GIVEN RECORDS Start Marker

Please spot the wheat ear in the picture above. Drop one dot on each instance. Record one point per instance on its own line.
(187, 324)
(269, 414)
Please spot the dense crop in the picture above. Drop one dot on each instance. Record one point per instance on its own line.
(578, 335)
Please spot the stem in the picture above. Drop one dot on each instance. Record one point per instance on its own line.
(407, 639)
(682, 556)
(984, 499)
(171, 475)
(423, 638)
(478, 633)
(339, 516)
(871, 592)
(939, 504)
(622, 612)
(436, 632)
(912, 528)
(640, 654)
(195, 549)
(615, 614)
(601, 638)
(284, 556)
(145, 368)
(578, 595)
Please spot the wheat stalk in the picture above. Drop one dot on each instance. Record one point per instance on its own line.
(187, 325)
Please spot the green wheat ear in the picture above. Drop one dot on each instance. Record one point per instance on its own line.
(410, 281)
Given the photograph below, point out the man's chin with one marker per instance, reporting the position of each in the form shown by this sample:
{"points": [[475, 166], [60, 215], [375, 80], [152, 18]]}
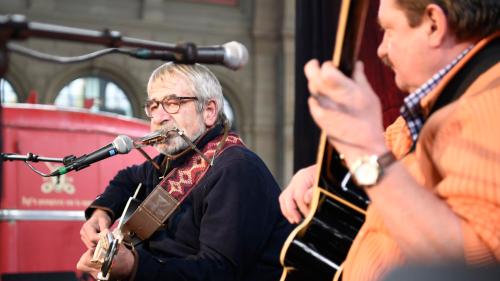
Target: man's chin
{"points": [[168, 149]]}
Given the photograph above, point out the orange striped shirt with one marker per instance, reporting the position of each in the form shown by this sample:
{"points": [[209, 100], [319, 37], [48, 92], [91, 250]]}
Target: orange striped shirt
{"points": [[457, 157]]}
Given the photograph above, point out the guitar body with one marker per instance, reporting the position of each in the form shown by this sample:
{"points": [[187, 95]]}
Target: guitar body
{"points": [[317, 248]]}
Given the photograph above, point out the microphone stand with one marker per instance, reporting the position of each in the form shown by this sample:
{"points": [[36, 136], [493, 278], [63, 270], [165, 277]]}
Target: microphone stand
{"points": [[16, 27], [30, 157]]}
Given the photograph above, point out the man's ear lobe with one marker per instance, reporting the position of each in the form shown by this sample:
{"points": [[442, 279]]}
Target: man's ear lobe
{"points": [[435, 19], [210, 113]]}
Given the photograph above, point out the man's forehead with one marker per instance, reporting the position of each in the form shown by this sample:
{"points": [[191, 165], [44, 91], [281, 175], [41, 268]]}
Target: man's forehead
{"points": [[168, 87]]}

GIVEN RECORDS End Marker

▶ _TASK TO COMPLETE_
For the word "shown", find every line in the data that holds it and copy that line.

▶ _ANSWER SECTION_
Given the photograph below, point out the man's chin with one marker per instance, reporting the position of each in the form shown by this sample:
Given the photograph above, point out the orange striped shirt with one marker per instance, reporting the position of each in the form shown by this sample:
Given the photograph above, point out the guitar body with one marker per instance, reporting the position of each in the form shown by this sample:
Given the photograph above, point out the microphone stand with one marker per instance, reporting the position of each in the form shown by this sample:
Given the photograph above, point out the man's ear lobe with one marker per instance, reporting the position of each in the form shown by this sample:
Given the photograph above, point out the man's forehead with one marker per instance, reporting the position of each in the form shown by this sample:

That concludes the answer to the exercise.